Every entry must be transcribed without alteration.
··· DATASET RECORDS
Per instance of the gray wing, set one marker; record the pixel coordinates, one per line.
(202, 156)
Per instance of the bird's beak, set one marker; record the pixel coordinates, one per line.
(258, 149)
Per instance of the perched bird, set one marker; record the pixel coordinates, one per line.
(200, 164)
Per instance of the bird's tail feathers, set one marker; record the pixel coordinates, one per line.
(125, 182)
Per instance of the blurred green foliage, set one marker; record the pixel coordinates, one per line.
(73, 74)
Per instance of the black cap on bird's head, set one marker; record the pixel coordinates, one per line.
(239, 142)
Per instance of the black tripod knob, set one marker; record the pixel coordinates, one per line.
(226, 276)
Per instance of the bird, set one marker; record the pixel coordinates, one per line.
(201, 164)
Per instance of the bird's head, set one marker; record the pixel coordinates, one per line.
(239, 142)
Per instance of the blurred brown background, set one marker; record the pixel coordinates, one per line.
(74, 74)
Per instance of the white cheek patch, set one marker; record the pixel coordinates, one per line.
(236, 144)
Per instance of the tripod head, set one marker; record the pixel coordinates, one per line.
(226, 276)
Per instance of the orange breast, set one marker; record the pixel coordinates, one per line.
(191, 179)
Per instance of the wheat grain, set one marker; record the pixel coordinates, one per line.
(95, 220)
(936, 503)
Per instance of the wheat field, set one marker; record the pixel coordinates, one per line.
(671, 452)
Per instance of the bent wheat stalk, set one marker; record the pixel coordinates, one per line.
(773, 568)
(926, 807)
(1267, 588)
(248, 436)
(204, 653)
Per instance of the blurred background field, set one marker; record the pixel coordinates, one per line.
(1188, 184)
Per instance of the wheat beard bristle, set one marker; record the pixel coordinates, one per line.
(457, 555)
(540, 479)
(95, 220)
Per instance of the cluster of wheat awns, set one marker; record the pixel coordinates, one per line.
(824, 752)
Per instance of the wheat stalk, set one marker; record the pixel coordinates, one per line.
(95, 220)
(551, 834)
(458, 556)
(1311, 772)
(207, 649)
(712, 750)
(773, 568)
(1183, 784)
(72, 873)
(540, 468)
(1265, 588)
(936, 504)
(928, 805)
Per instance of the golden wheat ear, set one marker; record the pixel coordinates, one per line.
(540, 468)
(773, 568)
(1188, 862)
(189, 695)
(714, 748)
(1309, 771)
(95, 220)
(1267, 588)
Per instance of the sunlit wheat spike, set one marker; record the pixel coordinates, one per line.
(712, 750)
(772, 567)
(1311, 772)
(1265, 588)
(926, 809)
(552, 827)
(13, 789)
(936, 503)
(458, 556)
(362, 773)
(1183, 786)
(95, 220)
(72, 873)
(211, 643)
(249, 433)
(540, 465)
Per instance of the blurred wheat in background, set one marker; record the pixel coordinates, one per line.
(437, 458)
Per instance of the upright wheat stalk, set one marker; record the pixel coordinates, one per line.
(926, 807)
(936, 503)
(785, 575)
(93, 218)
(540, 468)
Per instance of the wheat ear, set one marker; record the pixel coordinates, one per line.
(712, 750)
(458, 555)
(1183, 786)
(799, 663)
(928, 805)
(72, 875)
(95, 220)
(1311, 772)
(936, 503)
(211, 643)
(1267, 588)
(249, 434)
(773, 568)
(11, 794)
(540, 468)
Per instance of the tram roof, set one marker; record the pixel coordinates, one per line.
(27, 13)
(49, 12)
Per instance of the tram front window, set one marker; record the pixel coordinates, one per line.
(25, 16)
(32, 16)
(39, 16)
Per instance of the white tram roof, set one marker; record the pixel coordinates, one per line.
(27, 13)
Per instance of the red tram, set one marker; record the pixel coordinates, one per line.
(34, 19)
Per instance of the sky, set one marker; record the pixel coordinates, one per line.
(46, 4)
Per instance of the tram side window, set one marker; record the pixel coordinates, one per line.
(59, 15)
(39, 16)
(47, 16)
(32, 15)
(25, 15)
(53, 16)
······
#### [WRITTEN ANSWER]
Per instance of the gray wing, set one marker; record the pixel coordinates, one per line.
(202, 156)
Per instance of the bird's beak, set one marker; record the pixel coordinates, one per line.
(258, 149)
Per instance of the perched bird, set one marker; record the pixel coordinates, one per line.
(200, 164)
Per instance of the bird's tail feathers, set one marker; record the pixel coordinates, one per line.
(125, 182)
Per instance of the blurred green foliage, set one marker; record the pixel coordinates, one per line.
(73, 74)
Per instance of the black cap on bird's head, set one marker; record the pixel coordinates, one per line.
(239, 142)
Per instance of the black tripod knob, set one marker; record the pixel coordinates, one per line.
(226, 276)
Per instance of the bird, set one marker; record the pixel coordinates, one per line.
(201, 164)
Per instance of the bird's head, set one marker; record the pixel coordinates, one per line.
(239, 142)
Per instance of the blurred brown background, set one marker; record the pixel coordinates, one per line.
(74, 74)
Per instance of the white cheek patch, set one marker; record the pixel coordinates, one per line.
(236, 144)
Per instance of the tripod head, set one marker; record the pixel coordinates, one per line.
(226, 276)
Per instance of the orange breast, set one marker; record the pixel coordinates, one per line.
(191, 179)
Per instance of the wheat grain, set one marker; record the pixel coordinates, one per line.
(95, 220)
(936, 503)
Per instance of the wheat field, set one marker; record the pixel coordinates, one per line.
(671, 452)
Per instance of the bent wheat stalk, set one marker; record the pixel coordinates, one per line.
(773, 568)
(926, 807)
(1267, 588)
(248, 436)
(204, 653)
Per instance of the blurred background field, set one marker; record the pixel coordinates, one per line.
(1188, 184)
Per instance of the wheat beard bristle, set one marker; record the pixel coordinates, one per line.
(457, 555)
(540, 479)
(95, 220)
Per instance of the cluster of wheat awns, set one marker; record the pixel coordinates, one per line.
(824, 752)
Per instance of the wheat stalk, set one marker; record the pixel coordinates, one per line.
(95, 220)
(551, 834)
(458, 556)
(1311, 772)
(207, 649)
(712, 750)
(773, 568)
(1183, 784)
(72, 873)
(540, 468)
(1265, 588)
(936, 504)
(928, 805)
Per instance of the golden wheat ear, set one marker; record the pixel coordinates, one per line.
(540, 468)
(773, 568)
(1188, 862)
(189, 695)
(714, 748)
(1309, 771)
(95, 220)
(1267, 588)
Per instance of the sunlit wheat spike, set one marker; record the pixel coordinates, one per line.
(712, 750)
(772, 567)
(1311, 772)
(1265, 588)
(926, 809)
(552, 827)
(13, 789)
(936, 503)
(458, 556)
(362, 773)
(1183, 786)
(95, 220)
(72, 873)
(211, 643)
(249, 433)
(540, 465)
Per instance of the blurred wheat in background, set one marker; record the pixel coordinates, one per line.
(437, 458)
Per instance of the upright wheat stalk, set one marker; record the pixel coordinates, one per line.
(926, 807)
(936, 503)
(785, 575)
(93, 218)
(540, 468)
Per instance of the wheat ear, set one marker; record the pixel coordinates, one per line.
(712, 750)
(458, 555)
(1183, 786)
(799, 663)
(928, 805)
(72, 875)
(95, 220)
(1311, 772)
(936, 503)
(211, 643)
(1267, 588)
(249, 434)
(773, 568)
(11, 794)
(540, 468)
Per instance of the tram roof, set one marker; record the pixel coordinates, one per line.
(27, 13)
(49, 12)
Per instance of the tram front window, set one marker; record the pixel coordinates, one per line.
(25, 16)
(32, 16)
(39, 16)
Per instance of the white tram roof, set one marker; record the pixel coordinates, one per line.
(27, 13)
Per instance of the red tram, set one marker; record the pixel coordinates, one per line.
(34, 19)
Per instance of the sky, set one marker; record the pixel coordinates, one per line.
(46, 4)
Per instance of the tram side window, set one marker; record the pixel coordinates, one per line.
(59, 15)
(39, 16)
(47, 16)
(32, 15)
(25, 15)
(53, 16)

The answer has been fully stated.